=== Records ===
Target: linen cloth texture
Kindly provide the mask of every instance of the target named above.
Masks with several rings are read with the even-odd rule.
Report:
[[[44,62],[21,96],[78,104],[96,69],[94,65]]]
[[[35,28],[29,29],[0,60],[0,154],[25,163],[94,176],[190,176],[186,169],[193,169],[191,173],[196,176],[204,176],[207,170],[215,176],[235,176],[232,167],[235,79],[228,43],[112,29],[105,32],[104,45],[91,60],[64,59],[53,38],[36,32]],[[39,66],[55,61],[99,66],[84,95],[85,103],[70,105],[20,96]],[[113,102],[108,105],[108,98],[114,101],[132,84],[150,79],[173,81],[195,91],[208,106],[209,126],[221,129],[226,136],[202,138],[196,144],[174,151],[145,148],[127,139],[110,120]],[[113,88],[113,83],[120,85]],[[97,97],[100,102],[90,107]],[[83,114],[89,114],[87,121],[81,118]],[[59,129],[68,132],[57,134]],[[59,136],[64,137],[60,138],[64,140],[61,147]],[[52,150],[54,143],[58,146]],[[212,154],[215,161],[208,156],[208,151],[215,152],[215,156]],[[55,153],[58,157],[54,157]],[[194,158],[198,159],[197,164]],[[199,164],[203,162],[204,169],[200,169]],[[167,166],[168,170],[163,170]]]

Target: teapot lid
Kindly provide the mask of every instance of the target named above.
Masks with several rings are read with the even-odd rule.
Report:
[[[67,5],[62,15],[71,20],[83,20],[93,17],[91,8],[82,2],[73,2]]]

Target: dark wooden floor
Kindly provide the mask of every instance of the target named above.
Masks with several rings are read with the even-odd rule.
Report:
===
> **Do this**
Express the data from its beginning through the line containing "[[[67,5],[62,15],[71,20],[83,20],[93,17],[91,8],[82,2],[73,2]]]", inclusive, as a two-column CSV with the headers input and output. Give one row for each text with its answer, and put each value in a single quoted field with line breaks replaced by spaces.

> **Response to the exercise**
input,output
"Target: linen cloth texture Kindly provide the mask of every instance of the target named above. Masks with several rings are read with the even-odd rule. Report:","[[[44,62],[21,96],[78,104],[96,69],[94,65]]] [[[35,28],[29,29],[0,60],[0,154],[25,163],[94,176],[190,176],[186,169],[193,169],[191,173],[196,176],[204,176],[207,170],[215,176],[235,176],[232,167],[235,79],[228,43],[112,29],[105,32],[104,45],[91,60],[64,59],[53,38],[36,32]],[[39,66],[55,61],[99,66],[84,95],[85,103],[70,105],[20,96]],[[113,102],[108,105],[108,98],[114,101],[132,84],[150,79],[173,81],[195,91],[208,106],[209,126],[221,129],[226,136],[202,138],[196,144],[174,151],[145,148],[127,139],[110,120]],[[113,88],[113,83],[120,85]],[[97,97],[100,102],[90,107]],[[83,114],[89,114],[87,121],[81,118]],[[59,129],[68,132],[57,134]],[[59,136],[64,137],[60,138],[64,140],[61,147]],[[52,150],[54,143],[58,146]],[[212,154],[215,161],[208,156],[208,151],[215,152],[215,156]],[[55,153],[58,157],[54,157]],[[194,158],[198,159],[197,164]],[[199,164],[203,162],[204,169],[200,169]],[[167,166],[168,170],[163,170]]]"
"Target: teapot lid Kindly provide the mask of every instance of the target named above. Masks with several rings are read with the even-odd rule. Report:","[[[67,5],[62,15],[71,20],[83,20],[93,17],[91,8],[82,2],[73,2]]]"